| Written task |
Using the records below, copy out exactly the line that contains "For every instance of the striped" and every line that follows it, up to and including the last, and no others.

--- start Data lines ---

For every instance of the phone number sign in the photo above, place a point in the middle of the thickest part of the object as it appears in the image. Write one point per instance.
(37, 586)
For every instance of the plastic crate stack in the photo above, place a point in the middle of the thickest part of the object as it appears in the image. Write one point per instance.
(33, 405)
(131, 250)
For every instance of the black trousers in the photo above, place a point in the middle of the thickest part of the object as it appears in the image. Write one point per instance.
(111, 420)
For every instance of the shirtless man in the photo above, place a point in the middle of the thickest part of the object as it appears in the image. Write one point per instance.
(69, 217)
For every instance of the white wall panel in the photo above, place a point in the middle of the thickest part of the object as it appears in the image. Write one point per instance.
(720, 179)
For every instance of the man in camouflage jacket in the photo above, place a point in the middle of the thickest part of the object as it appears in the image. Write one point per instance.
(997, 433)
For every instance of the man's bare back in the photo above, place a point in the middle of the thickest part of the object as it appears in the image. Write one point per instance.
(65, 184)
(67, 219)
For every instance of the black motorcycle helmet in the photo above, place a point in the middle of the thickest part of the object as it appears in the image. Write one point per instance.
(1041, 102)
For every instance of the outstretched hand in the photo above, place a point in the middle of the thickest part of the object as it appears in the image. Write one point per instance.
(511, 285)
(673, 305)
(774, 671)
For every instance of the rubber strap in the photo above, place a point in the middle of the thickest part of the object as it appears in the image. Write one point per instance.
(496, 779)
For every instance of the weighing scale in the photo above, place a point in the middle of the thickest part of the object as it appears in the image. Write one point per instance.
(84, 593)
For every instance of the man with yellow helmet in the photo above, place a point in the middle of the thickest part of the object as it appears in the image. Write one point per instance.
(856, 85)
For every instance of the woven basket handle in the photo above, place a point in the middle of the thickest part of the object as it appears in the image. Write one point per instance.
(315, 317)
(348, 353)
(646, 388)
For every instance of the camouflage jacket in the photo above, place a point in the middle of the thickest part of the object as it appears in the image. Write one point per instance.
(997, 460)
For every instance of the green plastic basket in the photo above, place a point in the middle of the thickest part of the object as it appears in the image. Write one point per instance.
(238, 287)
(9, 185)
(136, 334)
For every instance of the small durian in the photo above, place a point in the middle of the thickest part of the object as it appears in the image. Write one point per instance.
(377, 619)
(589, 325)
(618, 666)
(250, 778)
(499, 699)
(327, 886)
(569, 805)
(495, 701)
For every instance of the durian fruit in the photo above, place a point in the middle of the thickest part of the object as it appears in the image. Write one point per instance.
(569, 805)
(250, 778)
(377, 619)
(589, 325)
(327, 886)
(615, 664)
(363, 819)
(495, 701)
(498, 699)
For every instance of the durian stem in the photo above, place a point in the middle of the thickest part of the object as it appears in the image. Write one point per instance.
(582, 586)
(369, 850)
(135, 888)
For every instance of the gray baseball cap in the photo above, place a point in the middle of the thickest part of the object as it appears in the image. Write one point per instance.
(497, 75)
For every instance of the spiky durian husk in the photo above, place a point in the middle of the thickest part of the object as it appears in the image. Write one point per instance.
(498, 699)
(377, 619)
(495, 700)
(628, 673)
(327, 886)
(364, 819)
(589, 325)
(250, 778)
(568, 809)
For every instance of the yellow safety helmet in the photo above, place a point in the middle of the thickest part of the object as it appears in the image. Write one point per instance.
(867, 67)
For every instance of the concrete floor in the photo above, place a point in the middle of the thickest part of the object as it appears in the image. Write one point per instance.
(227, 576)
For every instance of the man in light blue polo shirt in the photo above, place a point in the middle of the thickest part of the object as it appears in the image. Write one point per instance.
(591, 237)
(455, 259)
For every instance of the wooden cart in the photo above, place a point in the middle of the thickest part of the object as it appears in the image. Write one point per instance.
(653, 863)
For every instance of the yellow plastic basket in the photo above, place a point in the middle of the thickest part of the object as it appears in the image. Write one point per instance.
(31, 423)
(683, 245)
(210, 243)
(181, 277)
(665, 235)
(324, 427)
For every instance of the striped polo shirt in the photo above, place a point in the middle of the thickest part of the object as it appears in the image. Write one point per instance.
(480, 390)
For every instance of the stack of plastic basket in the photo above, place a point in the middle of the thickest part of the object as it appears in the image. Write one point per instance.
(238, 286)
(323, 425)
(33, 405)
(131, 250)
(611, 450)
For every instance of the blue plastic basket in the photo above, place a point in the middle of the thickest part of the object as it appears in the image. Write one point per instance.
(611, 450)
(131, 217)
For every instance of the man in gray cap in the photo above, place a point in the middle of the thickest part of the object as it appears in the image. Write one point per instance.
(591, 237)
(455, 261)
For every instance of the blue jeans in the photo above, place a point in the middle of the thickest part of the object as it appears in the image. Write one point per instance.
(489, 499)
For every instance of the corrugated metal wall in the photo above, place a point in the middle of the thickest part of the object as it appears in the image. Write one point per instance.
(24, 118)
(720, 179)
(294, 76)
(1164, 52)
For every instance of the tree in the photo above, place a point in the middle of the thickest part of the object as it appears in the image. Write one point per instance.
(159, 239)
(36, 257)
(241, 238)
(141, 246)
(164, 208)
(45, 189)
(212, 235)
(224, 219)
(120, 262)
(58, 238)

--- end Data lines ---

| Answer in full |
For every instance of the striped polo shirt in the photo above, place a point in the middle of the thickest part of the object as it appears in the image. Write one point per instance.
(480, 390)
For every instance of the stack of plastic basket in the photo above, place a point in the middle of the thickest part of the object as it appears in the image. Write one point per instance.
(238, 286)
(323, 425)
(33, 405)
(131, 250)
(611, 450)
For every instance of the blue plastic basket in the photo above, place a point in the middle of the thickest part of the object as it appears in the image. Write one point per instance.
(611, 450)
(131, 217)
For every instance of the man in gray cap in the photo above, place a point in the middle of the thickest part of the object as it appears in the image. Write one point per instance.
(591, 237)
(455, 261)
For every instance of the blue jeans in the photo above, place a point in the middle of the thickest part of the object as it appears in the image. Write one point per instance.
(489, 499)
For every instance of the corrugated metal wall in the photo above, place a point in the middle of the thickest part of the object as it appears in the image. Write one point per instance.
(24, 118)
(720, 179)
(294, 76)
(1164, 52)
For every instance of the tree in the photo above, place a point in the middle of the thickest part of the object as it appears in the image. Write one point per instance.
(159, 239)
(36, 257)
(241, 238)
(141, 246)
(164, 208)
(45, 189)
(212, 235)
(224, 219)
(120, 262)
(58, 238)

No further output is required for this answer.